▶ Data:
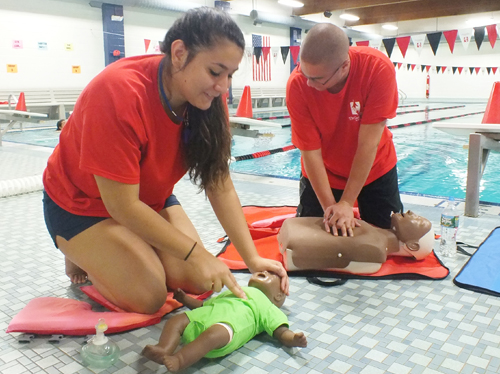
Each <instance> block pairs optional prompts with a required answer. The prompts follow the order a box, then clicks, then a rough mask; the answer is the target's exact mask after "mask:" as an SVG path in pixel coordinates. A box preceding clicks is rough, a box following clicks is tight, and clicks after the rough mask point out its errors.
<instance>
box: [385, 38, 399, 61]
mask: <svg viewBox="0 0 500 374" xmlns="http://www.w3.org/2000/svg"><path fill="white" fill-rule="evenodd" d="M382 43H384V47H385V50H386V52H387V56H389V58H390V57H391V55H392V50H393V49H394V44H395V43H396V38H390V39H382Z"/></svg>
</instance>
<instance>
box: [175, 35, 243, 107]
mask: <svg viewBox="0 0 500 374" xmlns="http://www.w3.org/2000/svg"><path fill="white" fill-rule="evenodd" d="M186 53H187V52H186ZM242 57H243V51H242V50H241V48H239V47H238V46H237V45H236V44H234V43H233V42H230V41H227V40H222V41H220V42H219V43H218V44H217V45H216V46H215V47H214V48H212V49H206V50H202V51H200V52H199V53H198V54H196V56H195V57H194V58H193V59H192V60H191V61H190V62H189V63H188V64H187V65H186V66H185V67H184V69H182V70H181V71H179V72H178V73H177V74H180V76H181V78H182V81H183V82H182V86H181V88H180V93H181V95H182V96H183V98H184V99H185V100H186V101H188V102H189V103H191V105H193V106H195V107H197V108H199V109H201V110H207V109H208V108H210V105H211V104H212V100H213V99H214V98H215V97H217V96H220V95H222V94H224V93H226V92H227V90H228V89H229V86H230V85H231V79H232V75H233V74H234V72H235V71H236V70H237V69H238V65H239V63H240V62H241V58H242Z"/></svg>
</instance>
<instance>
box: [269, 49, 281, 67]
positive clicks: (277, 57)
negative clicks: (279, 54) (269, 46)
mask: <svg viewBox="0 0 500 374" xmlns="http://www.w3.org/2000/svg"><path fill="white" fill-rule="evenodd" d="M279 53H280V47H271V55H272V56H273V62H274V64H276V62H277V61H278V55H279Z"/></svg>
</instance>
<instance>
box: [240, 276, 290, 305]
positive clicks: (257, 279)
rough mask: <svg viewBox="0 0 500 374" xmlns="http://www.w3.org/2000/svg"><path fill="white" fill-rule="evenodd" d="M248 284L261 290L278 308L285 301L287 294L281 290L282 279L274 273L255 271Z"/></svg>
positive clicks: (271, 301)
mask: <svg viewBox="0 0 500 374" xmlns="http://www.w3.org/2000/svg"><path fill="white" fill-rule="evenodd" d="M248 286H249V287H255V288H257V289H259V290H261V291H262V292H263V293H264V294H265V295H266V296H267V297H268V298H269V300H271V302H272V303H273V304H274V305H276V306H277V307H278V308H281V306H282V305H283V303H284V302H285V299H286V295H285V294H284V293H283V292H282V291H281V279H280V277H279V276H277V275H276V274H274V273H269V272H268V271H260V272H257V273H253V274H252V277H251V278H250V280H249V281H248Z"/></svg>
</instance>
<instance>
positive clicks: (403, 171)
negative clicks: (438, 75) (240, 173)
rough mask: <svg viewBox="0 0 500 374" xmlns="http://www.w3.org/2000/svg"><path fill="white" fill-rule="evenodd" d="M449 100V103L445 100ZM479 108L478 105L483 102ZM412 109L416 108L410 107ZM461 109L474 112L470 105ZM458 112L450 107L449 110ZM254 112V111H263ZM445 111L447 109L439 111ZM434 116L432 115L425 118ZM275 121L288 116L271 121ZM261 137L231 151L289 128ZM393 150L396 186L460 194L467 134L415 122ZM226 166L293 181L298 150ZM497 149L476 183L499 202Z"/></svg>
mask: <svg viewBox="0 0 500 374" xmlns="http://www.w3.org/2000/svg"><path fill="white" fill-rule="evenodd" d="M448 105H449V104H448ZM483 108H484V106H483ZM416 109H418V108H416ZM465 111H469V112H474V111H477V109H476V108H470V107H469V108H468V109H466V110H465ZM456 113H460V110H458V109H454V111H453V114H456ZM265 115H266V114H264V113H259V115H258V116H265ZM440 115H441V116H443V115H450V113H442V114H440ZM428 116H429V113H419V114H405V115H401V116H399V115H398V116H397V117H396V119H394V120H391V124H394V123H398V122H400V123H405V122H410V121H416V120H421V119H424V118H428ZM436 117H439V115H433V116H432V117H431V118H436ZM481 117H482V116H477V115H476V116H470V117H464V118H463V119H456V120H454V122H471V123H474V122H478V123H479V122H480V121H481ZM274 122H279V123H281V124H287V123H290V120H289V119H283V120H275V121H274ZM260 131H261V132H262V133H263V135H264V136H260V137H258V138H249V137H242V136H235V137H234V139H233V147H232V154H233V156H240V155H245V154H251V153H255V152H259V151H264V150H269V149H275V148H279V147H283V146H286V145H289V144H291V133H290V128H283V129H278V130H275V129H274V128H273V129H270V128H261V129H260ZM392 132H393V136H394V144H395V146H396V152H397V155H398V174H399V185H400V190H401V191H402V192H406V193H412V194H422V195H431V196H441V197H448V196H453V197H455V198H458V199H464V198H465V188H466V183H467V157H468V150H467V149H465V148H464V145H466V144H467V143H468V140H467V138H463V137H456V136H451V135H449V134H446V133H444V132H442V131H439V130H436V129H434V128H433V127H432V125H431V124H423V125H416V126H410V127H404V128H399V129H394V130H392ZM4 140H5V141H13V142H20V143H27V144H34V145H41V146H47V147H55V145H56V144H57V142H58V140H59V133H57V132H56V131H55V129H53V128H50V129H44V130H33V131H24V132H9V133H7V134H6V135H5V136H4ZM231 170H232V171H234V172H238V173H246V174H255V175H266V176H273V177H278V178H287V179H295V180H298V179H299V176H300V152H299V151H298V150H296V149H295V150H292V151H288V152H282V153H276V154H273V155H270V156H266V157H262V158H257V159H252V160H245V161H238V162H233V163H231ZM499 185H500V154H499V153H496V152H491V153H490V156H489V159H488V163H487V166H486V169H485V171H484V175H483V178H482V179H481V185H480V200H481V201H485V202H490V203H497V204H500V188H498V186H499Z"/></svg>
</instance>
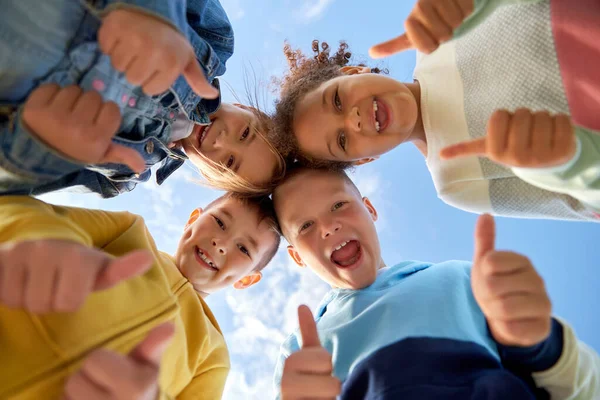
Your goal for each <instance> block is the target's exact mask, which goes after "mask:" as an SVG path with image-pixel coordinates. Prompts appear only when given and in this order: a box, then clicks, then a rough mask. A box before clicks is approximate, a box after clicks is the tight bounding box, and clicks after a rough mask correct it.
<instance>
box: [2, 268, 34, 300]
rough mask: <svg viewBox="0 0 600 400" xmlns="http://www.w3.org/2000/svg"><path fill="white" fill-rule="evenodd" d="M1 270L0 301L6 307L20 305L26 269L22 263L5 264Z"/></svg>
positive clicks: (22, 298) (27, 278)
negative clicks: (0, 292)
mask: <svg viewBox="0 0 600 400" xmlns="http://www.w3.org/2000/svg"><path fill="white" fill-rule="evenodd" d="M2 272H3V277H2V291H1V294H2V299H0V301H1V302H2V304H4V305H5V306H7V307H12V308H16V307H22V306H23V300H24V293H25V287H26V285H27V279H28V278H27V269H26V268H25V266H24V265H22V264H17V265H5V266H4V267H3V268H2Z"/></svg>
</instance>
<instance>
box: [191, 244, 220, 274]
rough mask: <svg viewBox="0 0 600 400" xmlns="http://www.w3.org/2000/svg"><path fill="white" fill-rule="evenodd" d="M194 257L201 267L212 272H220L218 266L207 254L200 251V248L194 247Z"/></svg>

▶ Problem statement:
Using the listing above, report each line that mentions the word "after".

▶ Exercise result:
Each <instance> block pairs optional prompts with a required answer. The prompts follow the order a box, then clicks, then a rough mask; the answer is the target's exact mask after "mask:" as an SVG path in pixel coordinates. A box preceding clicks is rough, a box following clicks is tight, and clicks after the rough mask point out its errors.
Your goal for each <instance> block is the target's exact mask, which goes after "mask:" as an SVG path with image-pixel coordinates. Prompts appear only when given and in this order: a box, then clicks, then a rough mask. A box before clicks is approximate, a box after clicks is the tight bounding box, and clicks after a rough mask correct it.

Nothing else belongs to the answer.